== Activity ==
Return the whole listing, keeping every character the same.
^^^^
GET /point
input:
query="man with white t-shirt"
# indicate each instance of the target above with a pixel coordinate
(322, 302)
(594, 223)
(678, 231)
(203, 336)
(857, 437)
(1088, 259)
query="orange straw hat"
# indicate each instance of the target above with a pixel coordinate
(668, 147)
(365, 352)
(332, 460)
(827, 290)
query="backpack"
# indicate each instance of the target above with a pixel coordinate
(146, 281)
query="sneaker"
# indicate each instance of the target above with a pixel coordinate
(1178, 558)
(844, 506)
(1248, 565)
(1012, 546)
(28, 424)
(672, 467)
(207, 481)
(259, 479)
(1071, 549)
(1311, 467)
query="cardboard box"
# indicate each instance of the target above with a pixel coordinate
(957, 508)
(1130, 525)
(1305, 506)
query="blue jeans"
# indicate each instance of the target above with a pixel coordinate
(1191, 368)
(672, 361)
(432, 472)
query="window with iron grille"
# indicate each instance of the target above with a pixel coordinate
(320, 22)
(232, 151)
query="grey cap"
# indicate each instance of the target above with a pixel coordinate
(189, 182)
^^^^
== Solution for this task ==
GET /point
input:
query="man with white t-shirt"
# indicate each instance of the target above with a pixel coordinate
(322, 302)
(594, 223)
(678, 231)
(203, 336)
(857, 437)
(1088, 259)
query="orange straw hat"
# indicate each instance of the target above with a pixel coordinate
(668, 147)
(365, 352)
(332, 460)
(827, 290)
query="backpack"
# indicate each instance of the target above with a pixel coordinate
(146, 281)
query="sneaker"
# indicate each instance of the target above with a pixel coordinate
(1178, 558)
(844, 506)
(1248, 565)
(1012, 546)
(28, 424)
(672, 467)
(207, 481)
(259, 479)
(1071, 549)
(1311, 467)
query="cardboard box"
# indicate each instance of the target above with a pixel coordinate
(957, 508)
(1130, 525)
(1305, 506)
query="blue jeans"
# indicate each instance of the target above with a pixel coordinate
(1191, 368)
(672, 361)
(432, 472)
query="window with iron grille"
# indicate each instance of the target above with a pixel coordinate
(320, 22)
(232, 151)
query="grey cap"
# indicate each instance of the target above with a pixel coordinate
(189, 182)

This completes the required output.